* GIVEN TEXT *
For an ideal gas, we have
$$C_p - C_V = nR$$
where
$C_p$ is heat capacity at constant pressure,
$C_V$ is heat capacity at constant volume,
$n$ is amount of substance, and
$R=N_\mathrm A\cdot k_\mathrm B=8.314\,462\,618\,153\,24\ \mathrm{J\ mol^{-1}\ K^{-1}}$[source] is the molar gas constant.
How can I prove this?
Answer
The heat capacities are defined as
$$C_p = \left(\frac{\partial H}{\partial T}\right)_{\!p} \qquad \qquad C_V = \left(\frac{\partial U}{\partial T}\right)_{\!V} \tag{1}$$
and since $H = U + pV$, we have
$$\begin{align} C_p - C_V &= \left(\frac{\partial H}{\partial T}\right)_{\!p} - \left(\frac{\partial U}{\partial T}\right)_{\!V} \tag{2} \\ &= \left(\frac{\partial U}{\partial T}\right)_{\!p} + \left(\frac{\partial (pV)}{\partial T}\right)_{\!p} - \left(\frac{\partial U}{\partial T}\right)_{\!V} \tag{3} \end{align}$$
Ordinarily, we have $\mathrm{d}(pV) = p\,\mathrm{d}V + V\,\mathrm{d}p$, but under conditions of constant pressure $\mathrm{d}p = 0$ and so we can write
$$C_p - C_V = \left(\frac{\partial U}{\partial T}\right)_{\!p} + p\left(\frac{\partial V}{\partial T}\right)_{\!p} - \left(\frac{\partial U}{\partial T}\right)_{\!V} \tag{4}$$
For an ideal gas, $V = nRT/p$ ($n$ being constant throughout this whole discussion - or else $nR$ in the original equation makes no sense!) and so
$$\left(\frac{\partial V}{\partial T}\right)_{\!p} = \frac{nR}{p} \tag{5}$$
Substituting $(5)$ into $(4)$ gives
$$C_p - C_V = \left(\frac{\partial U}{\partial T}\right)_{\!p} - \left(\frac{\partial U}{\partial T}\right)_{\!V} + nR \tag{6}$$
At this stage, you have two choices.

Entries taken from a collection:

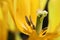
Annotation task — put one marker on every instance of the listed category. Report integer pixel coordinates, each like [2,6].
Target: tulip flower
[27,16]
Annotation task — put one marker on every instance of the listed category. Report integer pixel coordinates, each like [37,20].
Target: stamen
[27,20]
[32,23]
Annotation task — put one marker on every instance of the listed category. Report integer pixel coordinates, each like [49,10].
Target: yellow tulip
[21,15]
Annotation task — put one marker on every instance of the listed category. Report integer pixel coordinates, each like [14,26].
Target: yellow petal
[54,15]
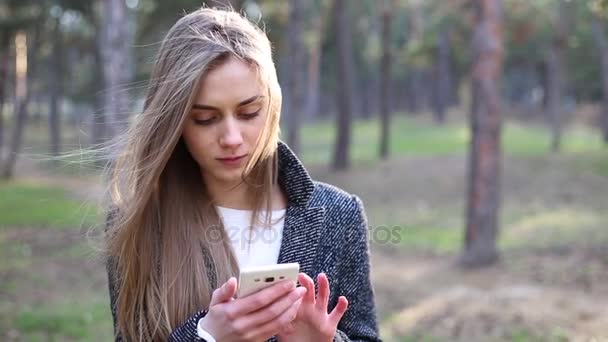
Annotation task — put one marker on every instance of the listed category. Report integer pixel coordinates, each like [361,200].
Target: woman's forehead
[230,83]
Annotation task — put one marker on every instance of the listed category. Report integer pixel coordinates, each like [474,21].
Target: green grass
[411,136]
[24,204]
[86,320]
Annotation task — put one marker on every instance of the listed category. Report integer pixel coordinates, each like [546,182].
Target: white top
[253,247]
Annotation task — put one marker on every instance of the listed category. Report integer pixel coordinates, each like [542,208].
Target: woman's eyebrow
[242,103]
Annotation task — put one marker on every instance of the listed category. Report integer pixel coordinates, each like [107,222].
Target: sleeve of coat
[359,322]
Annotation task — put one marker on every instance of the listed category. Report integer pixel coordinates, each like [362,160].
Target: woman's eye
[205,122]
[249,116]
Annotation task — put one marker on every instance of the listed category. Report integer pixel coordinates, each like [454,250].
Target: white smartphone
[256,278]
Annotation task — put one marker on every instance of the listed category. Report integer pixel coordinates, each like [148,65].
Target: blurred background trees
[478,128]
[74,72]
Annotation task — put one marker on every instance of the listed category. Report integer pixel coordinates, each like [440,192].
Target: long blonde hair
[166,239]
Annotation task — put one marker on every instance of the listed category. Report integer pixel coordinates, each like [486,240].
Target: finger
[289,329]
[336,314]
[323,295]
[224,292]
[307,282]
[263,298]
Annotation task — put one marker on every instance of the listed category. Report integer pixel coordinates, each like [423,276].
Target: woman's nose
[231,134]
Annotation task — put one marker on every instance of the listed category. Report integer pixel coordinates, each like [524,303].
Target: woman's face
[227,117]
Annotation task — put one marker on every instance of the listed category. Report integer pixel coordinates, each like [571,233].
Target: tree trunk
[385,74]
[341,160]
[298,73]
[56,90]
[442,78]
[554,90]
[314,66]
[4,64]
[555,81]
[485,153]
[21,113]
[117,71]
[602,43]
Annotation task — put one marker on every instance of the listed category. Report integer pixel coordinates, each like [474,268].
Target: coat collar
[302,227]
[293,177]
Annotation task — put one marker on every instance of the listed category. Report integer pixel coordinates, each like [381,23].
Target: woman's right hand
[256,317]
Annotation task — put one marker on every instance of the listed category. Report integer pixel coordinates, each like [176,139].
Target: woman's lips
[232,161]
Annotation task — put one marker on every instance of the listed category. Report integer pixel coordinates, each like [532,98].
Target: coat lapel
[303,223]
[301,233]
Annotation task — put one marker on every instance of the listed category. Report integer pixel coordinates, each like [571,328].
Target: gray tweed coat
[325,230]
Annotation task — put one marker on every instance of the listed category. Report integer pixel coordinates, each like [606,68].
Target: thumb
[224,293]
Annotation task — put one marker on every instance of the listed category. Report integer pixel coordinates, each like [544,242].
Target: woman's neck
[239,197]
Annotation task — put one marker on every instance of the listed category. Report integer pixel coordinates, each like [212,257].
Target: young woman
[201,177]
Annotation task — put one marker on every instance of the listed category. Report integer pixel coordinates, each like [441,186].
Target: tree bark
[117,71]
[485,153]
[298,73]
[341,160]
[4,65]
[554,91]
[442,77]
[21,114]
[555,81]
[602,43]
[56,90]
[385,74]
[314,67]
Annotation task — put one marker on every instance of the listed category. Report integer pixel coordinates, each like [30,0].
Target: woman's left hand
[313,323]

* AIM OF THE TASK *
Copy out the stretch of the heat capacity thread from "For an ideal gas, we" through "molar gas constant.", word for word.

* FULL ANSWER *
For an ideal gas, we have
$$C_p - C_V = nR$$
where
$C_p$ is heat capacity at constant pressure,
$C_V$ is heat capacity at constant volume,
$n$ is amount of substance, and
$R=N_\mathrm A\cdot k_\mathrm B=8.314\,462\,618\,153\,24\ \mathrm{J\ mol^{-1}\ K^{-1}}$[source] is the molar gas constant.